## EXERCISE DETAILS
Your answer must be an exact transcription of every record below, with the pictures omitted.

(RECORDS FOR THE EXERCISE)

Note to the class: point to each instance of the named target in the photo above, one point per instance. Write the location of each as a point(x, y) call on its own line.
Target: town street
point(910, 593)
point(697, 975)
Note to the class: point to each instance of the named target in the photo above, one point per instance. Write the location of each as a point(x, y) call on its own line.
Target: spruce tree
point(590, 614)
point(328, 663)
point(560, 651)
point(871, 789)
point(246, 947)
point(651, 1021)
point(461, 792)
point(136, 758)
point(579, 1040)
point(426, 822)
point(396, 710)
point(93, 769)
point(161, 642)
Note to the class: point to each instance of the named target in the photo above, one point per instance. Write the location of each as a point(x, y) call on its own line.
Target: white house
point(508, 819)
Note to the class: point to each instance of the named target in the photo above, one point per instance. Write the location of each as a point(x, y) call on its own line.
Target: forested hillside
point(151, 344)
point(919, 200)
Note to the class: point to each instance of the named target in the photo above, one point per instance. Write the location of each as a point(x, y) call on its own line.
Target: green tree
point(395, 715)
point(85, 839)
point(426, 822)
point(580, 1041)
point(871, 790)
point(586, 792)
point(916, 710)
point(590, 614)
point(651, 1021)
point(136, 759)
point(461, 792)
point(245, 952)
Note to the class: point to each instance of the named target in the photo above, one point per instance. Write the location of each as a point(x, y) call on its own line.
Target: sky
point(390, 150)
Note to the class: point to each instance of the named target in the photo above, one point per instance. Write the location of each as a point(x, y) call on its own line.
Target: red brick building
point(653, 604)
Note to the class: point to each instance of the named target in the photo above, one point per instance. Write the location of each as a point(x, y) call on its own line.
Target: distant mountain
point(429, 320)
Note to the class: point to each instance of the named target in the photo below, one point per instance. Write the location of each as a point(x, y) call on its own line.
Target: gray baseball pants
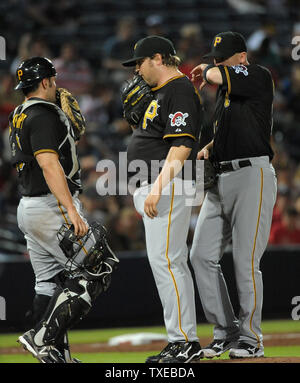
point(166, 237)
point(40, 218)
point(238, 208)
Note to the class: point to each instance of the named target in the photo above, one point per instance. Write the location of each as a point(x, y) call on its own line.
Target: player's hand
point(80, 227)
point(197, 71)
point(203, 154)
point(150, 205)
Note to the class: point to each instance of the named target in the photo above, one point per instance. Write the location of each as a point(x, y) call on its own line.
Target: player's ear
point(158, 58)
point(45, 83)
point(243, 58)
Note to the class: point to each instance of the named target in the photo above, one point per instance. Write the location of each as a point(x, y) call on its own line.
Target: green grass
point(103, 335)
point(138, 357)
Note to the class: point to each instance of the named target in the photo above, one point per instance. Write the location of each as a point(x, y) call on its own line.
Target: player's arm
point(172, 166)
point(204, 152)
point(57, 183)
point(211, 74)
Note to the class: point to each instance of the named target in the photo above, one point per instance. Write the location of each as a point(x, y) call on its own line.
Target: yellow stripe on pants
point(169, 265)
point(253, 251)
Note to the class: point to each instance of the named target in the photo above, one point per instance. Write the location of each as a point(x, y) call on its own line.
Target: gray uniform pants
point(240, 208)
point(40, 218)
point(167, 251)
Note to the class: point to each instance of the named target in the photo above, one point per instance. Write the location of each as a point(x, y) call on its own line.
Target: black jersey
point(243, 113)
point(41, 128)
point(173, 118)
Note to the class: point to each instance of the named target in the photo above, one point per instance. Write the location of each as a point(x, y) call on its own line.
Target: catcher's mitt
point(210, 175)
point(66, 101)
point(136, 96)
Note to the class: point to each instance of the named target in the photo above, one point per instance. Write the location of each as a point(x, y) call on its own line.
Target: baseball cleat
point(216, 348)
point(246, 350)
point(183, 352)
point(166, 351)
point(45, 354)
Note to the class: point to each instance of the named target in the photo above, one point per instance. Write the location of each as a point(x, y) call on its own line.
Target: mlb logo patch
point(178, 118)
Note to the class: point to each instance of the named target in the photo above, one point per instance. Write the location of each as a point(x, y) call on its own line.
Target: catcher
point(43, 132)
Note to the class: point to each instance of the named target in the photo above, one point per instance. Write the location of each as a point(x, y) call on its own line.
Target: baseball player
point(44, 154)
point(239, 206)
point(167, 132)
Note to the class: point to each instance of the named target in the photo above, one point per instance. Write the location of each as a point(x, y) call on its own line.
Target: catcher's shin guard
point(68, 305)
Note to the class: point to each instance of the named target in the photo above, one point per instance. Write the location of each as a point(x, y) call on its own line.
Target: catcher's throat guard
point(90, 254)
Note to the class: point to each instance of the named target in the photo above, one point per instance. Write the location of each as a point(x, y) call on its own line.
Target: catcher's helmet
point(34, 70)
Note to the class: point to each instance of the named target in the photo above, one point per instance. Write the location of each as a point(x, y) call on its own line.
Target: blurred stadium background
point(87, 41)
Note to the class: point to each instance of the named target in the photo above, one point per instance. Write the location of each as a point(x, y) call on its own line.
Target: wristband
point(205, 71)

(End RECORDS FOR THE EXERCISE)

## SOLUTION TO THIS PROBLEM
Note to the class: point to each instance of the named target in the photo above, one point per instance. Write the location of each as a point(x, y) call on its own line.
Target: town street
point(910, 593)
point(697, 975)
Note to the class: point to each instance of the named target in the photo above, one point per instance. Write the location of each as a point(x, y) call on its own line.
Target: spruce tree
point(590, 614)
point(328, 663)
point(560, 651)
point(871, 789)
point(246, 947)
point(651, 1021)
point(461, 792)
point(136, 758)
point(579, 1040)
point(426, 822)
point(396, 710)
point(93, 769)
point(161, 642)
Note to the class: point to each instance of the named target in the photo above, one point per instance. Write the location of each as a point(x, y) call on its own line.
Target: white house
point(508, 819)
Note to the class: point to each instance of the named target in the photo above, one point per instance. Write the location of each as a point(x, y) call on its own line.
Target: forested hillside
point(151, 344)
point(919, 200)
Note to the class: point to each instance of the named target in the photo above, one point per instance. Write the location of each as a point(x, y) call on its own line.
Target: green tree
point(395, 715)
point(85, 839)
point(426, 822)
point(580, 1041)
point(871, 790)
point(586, 792)
point(916, 710)
point(590, 614)
point(651, 1021)
point(136, 759)
point(461, 792)
point(245, 952)
Note to the class: point to each instance of the named target in the photo above, one point per instance. Write the location of each as a point(x, y) call on its own line.
Target: sky
point(390, 150)
Note to the class: point to each instance of the named target in the photo above, one point per instance. Write the location of each as a point(x, y) call on its own line.
Target: red brick building
point(653, 604)
Note to the class: point to each instance of the named target in the photo above, one point per instance. Write the location of each as a point(x, y) call on its own line.
Target: distant mountain
point(429, 320)
Note to the class: point to each instance of the named target in the photo below, one point per instance. Write the location of each as a point(x, y) call on its own line.
Target: gray baseball pants
point(166, 237)
point(40, 218)
point(238, 208)
Note to the class: point to each instance of the named target in the photo above, one point per instance. Write the location of each as a point(x, y) call on its own line.
Target: player's hand
point(80, 227)
point(197, 71)
point(203, 154)
point(150, 205)
Note to the class: point to each instance of the named target in the photo above, one point per instance. Write the location of each as a point(x, y) call on its own line.
Target: player's ear
point(158, 58)
point(45, 83)
point(243, 58)
Note to the class: point to each instance of the named target in the photo above, one point per instance. Write the location of each as a point(x, y) call on its own line.
Target: green grass
point(103, 335)
point(138, 357)
Note to the class: point to each instance of the named target in the photo above, one point per instance. Write the location of each as a point(x, y) call on its own line.
Target: player's arm
point(172, 166)
point(204, 152)
point(57, 183)
point(211, 74)
Note to the class: point to each instance of the named target in the photo above, one point per instance. Write the location of each as a point(x, y) call on its own line.
Target: yellow stripe on pants
point(169, 265)
point(253, 251)
Note to the class: point to each instance of the named target in the photo above, one point per instance. Write the location of each as a point(x, y) call on its own line.
Target: gray uniform pants
point(240, 208)
point(40, 218)
point(167, 251)
Note to the class: point to each instance of the named target in the photo above, one point per instance. Write the location of each as a point(x, y) call on its own line.
Target: black jersey
point(243, 113)
point(41, 128)
point(173, 118)
Note to the class: point to each instance of the named target in the photo above, one point per instance. Write the location of each as a point(x, y) call on its own line.
Target: catcher's mitt
point(210, 175)
point(66, 101)
point(136, 96)
Note to the class: point to each instance of the named target in the photo above, one point per instance. Write the location of each as a point(x, y) call on its own line.
Target: baseball cleat
point(216, 348)
point(246, 350)
point(183, 352)
point(166, 351)
point(45, 354)
Note to the class: point to each instance of the named target in the photo above, one point per instance. Write the location of each as a point(x, y) call on its own line.
Target: mlb logo patch
point(178, 118)
Note to the class: point to each instance of the named target in the photo above, one point per instance. Write the location of each as a point(x, y) call on its own line.
Target: catcher
point(43, 132)
Note to the class: point to each instance of the named target in the photo above, one point per instance. Write the location of each as a point(x, y) call on its own line.
Target: baseball player
point(44, 154)
point(239, 206)
point(167, 132)
Note to the class: point to each instance of the named target in the photo above, one point per instance. Write the location of each as a point(x, y) call on its own line.
Target: catcher's shin guard
point(68, 305)
Note to the class: point to each instance of the named target in the photo above, one point per instance. Write the location of each as a point(x, y) call on its own line.
Target: catcher's throat guard
point(90, 254)
Note to the class: point to each instance of the named target in the photo above, one point per instance. Write the location of each as a point(x, y) call on its own line.
Target: catcher's helmet
point(34, 70)
Note to the class: point to each instance of the named target in the photo above, one point per instance. Write the location of each as a point(x, y) call on its own line.
Target: blurred stadium background
point(87, 41)
Note to the class: point to each instance of the named target in the photo above, one point per instance. Write the location of each as a point(x, y) call on its own line.
Target: wristband
point(205, 71)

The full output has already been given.